▸ What this task involves:
Repeat every line of the listing below exactly, minus the pictures.

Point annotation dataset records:

○ ○ ○ ○

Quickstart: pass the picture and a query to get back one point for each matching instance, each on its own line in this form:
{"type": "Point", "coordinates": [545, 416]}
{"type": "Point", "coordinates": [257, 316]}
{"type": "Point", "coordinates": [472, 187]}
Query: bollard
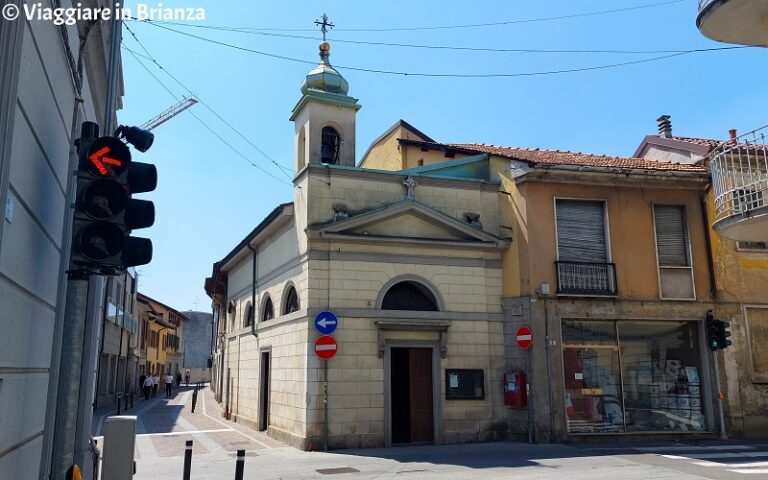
{"type": "Point", "coordinates": [240, 465]}
{"type": "Point", "coordinates": [188, 460]}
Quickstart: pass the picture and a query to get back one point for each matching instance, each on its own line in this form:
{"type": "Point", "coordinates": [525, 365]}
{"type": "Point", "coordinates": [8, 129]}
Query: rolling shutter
{"type": "Point", "coordinates": [581, 231]}
{"type": "Point", "coordinates": [671, 241]}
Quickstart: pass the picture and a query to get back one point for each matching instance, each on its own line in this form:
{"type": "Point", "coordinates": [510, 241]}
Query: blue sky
{"type": "Point", "coordinates": [209, 197]}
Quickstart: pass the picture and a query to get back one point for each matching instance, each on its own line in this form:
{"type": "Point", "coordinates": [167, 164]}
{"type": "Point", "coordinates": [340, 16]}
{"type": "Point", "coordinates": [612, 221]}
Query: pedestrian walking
{"type": "Point", "coordinates": [147, 385]}
{"type": "Point", "coordinates": [168, 384]}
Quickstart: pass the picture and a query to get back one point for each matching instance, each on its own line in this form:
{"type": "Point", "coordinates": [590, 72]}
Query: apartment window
{"type": "Point", "coordinates": [673, 253]}
{"type": "Point", "coordinates": [757, 338]}
{"type": "Point", "coordinates": [248, 318]}
{"type": "Point", "coordinates": [583, 262]}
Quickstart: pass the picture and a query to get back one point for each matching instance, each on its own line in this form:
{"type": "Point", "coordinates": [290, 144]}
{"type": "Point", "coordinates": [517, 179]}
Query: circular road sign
{"type": "Point", "coordinates": [524, 337]}
{"type": "Point", "coordinates": [326, 347]}
{"type": "Point", "coordinates": [326, 322]}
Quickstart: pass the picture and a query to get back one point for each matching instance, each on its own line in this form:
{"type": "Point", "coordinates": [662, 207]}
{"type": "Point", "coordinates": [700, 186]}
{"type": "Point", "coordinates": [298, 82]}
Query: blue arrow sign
{"type": "Point", "coordinates": [326, 322]}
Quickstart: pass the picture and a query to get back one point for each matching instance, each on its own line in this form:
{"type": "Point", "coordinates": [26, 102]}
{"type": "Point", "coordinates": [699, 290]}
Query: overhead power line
{"type": "Point", "coordinates": [446, 75]}
{"type": "Point", "coordinates": [480, 25]}
{"type": "Point", "coordinates": [251, 31]}
{"type": "Point", "coordinates": [222, 119]}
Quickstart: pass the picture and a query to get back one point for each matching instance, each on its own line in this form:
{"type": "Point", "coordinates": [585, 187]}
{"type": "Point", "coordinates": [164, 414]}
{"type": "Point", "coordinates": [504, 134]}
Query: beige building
{"type": "Point", "coordinates": [608, 266]}
{"type": "Point", "coordinates": [40, 115]}
{"type": "Point", "coordinates": [411, 267]}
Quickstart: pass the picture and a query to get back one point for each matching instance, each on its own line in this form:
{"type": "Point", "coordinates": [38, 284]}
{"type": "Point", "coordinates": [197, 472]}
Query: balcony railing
{"type": "Point", "coordinates": [583, 278]}
{"type": "Point", "coordinates": [740, 182]}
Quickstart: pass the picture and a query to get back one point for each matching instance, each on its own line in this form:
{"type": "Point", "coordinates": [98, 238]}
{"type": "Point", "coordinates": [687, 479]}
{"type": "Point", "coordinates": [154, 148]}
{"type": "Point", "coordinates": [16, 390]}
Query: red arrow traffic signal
{"type": "Point", "coordinates": [108, 157]}
{"type": "Point", "coordinates": [99, 159]}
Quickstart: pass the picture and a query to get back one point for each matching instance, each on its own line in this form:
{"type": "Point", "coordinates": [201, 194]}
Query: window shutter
{"type": "Point", "coordinates": [581, 231]}
{"type": "Point", "coordinates": [671, 241]}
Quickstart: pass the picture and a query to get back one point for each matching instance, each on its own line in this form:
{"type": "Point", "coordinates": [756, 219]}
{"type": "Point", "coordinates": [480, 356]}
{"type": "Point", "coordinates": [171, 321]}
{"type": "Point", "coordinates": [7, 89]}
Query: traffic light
{"type": "Point", "coordinates": [723, 334]}
{"type": "Point", "coordinates": [717, 333]}
{"type": "Point", "coordinates": [713, 332]}
{"type": "Point", "coordinates": [105, 213]}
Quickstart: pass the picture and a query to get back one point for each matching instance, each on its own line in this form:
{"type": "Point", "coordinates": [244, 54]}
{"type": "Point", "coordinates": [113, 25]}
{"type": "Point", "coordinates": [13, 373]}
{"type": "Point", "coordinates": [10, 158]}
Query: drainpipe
{"type": "Point", "coordinates": [708, 240]}
{"type": "Point", "coordinates": [253, 292]}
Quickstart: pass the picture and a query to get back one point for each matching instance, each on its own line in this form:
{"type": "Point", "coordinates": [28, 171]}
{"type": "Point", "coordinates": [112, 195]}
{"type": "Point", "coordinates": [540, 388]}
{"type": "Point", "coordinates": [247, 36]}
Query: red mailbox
{"type": "Point", "coordinates": [515, 394]}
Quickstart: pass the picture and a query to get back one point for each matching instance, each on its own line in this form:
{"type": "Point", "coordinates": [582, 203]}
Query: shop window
{"type": "Point", "coordinates": [291, 301]}
{"type": "Point", "coordinates": [674, 260]}
{"type": "Point", "coordinates": [582, 265]}
{"type": "Point", "coordinates": [632, 376]}
{"type": "Point", "coordinates": [757, 338]}
{"type": "Point", "coordinates": [409, 295]}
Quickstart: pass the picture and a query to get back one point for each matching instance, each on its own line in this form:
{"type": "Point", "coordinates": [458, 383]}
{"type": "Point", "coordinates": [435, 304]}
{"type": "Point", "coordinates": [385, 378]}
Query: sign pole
{"type": "Point", "coordinates": [325, 404]}
{"type": "Point", "coordinates": [528, 401]}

○ ○ ○ ○

▸ Completed exercise:
Quickstart: pass the picture and a query to get back one point for each matching instance, each on its own line in this form:
{"type": "Point", "coordinates": [545, 416]}
{"type": "Point", "coordinates": [257, 316]}
{"type": "Point", "coordinates": [472, 187]}
Query: bollard
{"type": "Point", "coordinates": [240, 465]}
{"type": "Point", "coordinates": [188, 460]}
Quickstart: pass the picture and a query to get back one point for each matching instance, each on its own line in this form:
{"type": "Point", "coordinates": [525, 365]}
{"type": "Point", "coordinates": [8, 129]}
Query: rolling shutter
{"type": "Point", "coordinates": [581, 231]}
{"type": "Point", "coordinates": [671, 241]}
Quickstart: pass the picture and a query to get back one point for each matching instance, each on its own line in this form:
{"type": "Point", "coordinates": [510, 241]}
Query: blue sky
{"type": "Point", "coordinates": [209, 197]}
Quickstart: pass the picture and a query to get back one point for each matching instance, each on its own line in this form:
{"type": "Point", "coordinates": [167, 164]}
{"type": "Point", "coordinates": [340, 16]}
{"type": "Point", "coordinates": [612, 221]}
Query: pedestrian walking
{"type": "Point", "coordinates": [147, 385]}
{"type": "Point", "coordinates": [168, 384]}
Quickstart: pass the picture and a query to get back one point for each matching instance, each on its own line in this form:
{"type": "Point", "coordinates": [590, 72]}
Query: apartment window
{"type": "Point", "coordinates": [673, 253]}
{"type": "Point", "coordinates": [757, 338]}
{"type": "Point", "coordinates": [248, 318]}
{"type": "Point", "coordinates": [583, 262]}
Quickstart: pass the picture and a query to get back one point for each matching instance, each on its own line in this form:
{"type": "Point", "coordinates": [290, 144]}
{"type": "Point", "coordinates": [517, 179]}
Query: circular road sign
{"type": "Point", "coordinates": [524, 337]}
{"type": "Point", "coordinates": [326, 347]}
{"type": "Point", "coordinates": [326, 322]}
Quickstart: pass the picture and a query to get back one point for each matching instance, each on its own line in this form:
{"type": "Point", "coordinates": [662, 207]}
{"type": "Point", "coordinates": [700, 186]}
{"type": "Point", "coordinates": [298, 82]}
Query: blue arrow sign
{"type": "Point", "coordinates": [326, 322]}
Quickstart: pass the picture and a query to get back one point for each matching instance, each on its own line in this form:
{"type": "Point", "coordinates": [26, 102]}
{"type": "Point", "coordinates": [699, 290]}
Query: overhead power line
{"type": "Point", "coordinates": [446, 75]}
{"type": "Point", "coordinates": [480, 25]}
{"type": "Point", "coordinates": [251, 31]}
{"type": "Point", "coordinates": [222, 119]}
Quickstart: pass the picture and a query to get back one point for each matching instance, each on its own line in this form:
{"type": "Point", "coordinates": [585, 187]}
{"type": "Point", "coordinates": [164, 414]}
{"type": "Point", "coordinates": [504, 134]}
Query: beige building
{"type": "Point", "coordinates": [608, 266]}
{"type": "Point", "coordinates": [40, 115]}
{"type": "Point", "coordinates": [411, 267]}
Quickstart: pass the picture and a query to get back one point for each matching instance, each on its own line in this form:
{"type": "Point", "coordinates": [38, 284]}
{"type": "Point", "coordinates": [197, 472]}
Query: balcony railing
{"type": "Point", "coordinates": [583, 278]}
{"type": "Point", "coordinates": [740, 182]}
Quickstart: pass the picture and a query to get back one point for each matching instance, each on its own line in this form:
{"type": "Point", "coordinates": [98, 238]}
{"type": "Point", "coordinates": [687, 479]}
{"type": "Point", "coordinates": [154, 148]}
{"type": "Point", "coordinates": [16, 390]}
Query: red arrow traffic signal
{"type": "Point", "coordinates": [108, 157]}
{"type": "Point", "coordinates": [99, 159]}
Quickstart: pass the picture and a query to get back one point for each matching instance, each on its own line in this form:
{"type": "Point", "coordinates": [201, 194]}
Query: window shutter
{"type": "Point", "coordinates": [581, 231]}
{"type": "Point", "coordinates": [671, 241]}
Quickstart: pass the picture and a query to get back one point for each matching instance, each on its own line in this form:
{"type": "Point", "coordinates": [756, 219]}
{"type": "Point", "coordinates": [480, 356]}
{"type": "Point", "coordinates": [171, 321]}
{"type": "Point", "coordinates": [7, 89]}
Query: traffic light
{"type": "Point", "coordinates": [723, 334]}
{"type": "Point", "coordinates": [717, 333]}
{"type": "Point", "coordinates": [713, 332]}
{"type": "Point", "coordinates": [105, 213]}
Quickstart: pass the picture and a query to get back one point for each matching instance, each on its own line in this form:
{"type": "Point", "coordinates": [244, 54]}
{"type": "Point", "coordinates": [113, 25]}
{"type": "Point", "coordinates": [13, 373]}
{"type": "Point", "coordinates": [10, 158]}
Query: drainpipe
{"type": "Point", "coordinates": [708, 240]}
{"type": "Point", "coordinates": [253, 292]}
Quickstart: pass the picture and a query to get back one point for each matching instance, each on its own line in this form:
{"type": "Point", "coordinates": [28, 171]}
{"type": "Point", "coordinates": [112, 195]}
{"type": "Point", "coordinates": [540, 388]}
{"type": "Point", "coordinates": [247, 36]}
Query: red mailbox
{"type": "Point", "coordinates": [515, 394]}
Quickstart: pass the picture and a query to get back one point for each matching instance, each on its own line in this form:
{"type": "Point", "coordinates": [582, 203]}
Query: shop window
{"type": "Point", "coordinates": [291, 301]}
{"type": "Point", "coordinates": [674, 260]}
{"type": "Point", "coordinates": [582, 265]}
{"type": "Point", "coordinates": [632, 376]}
{"type": "Point", "coordinates": [757, 338]}
{"type": "Point", "coordinates": [409, 295]}
Quickstart: pass the picture and a query to get back one point for each matching instance, each on its own line in this form:
{"type": "Point", "coordinates": [458, 383]}
{"type": "Point", "coordinates": [435, 304]}
{"type": "Point", "coordinates": [385, 378]}
Query: sign pole
{"type": "Point", "coordinates": [325, 404]}
{"type": "Point", "coordinates": [528, 401]}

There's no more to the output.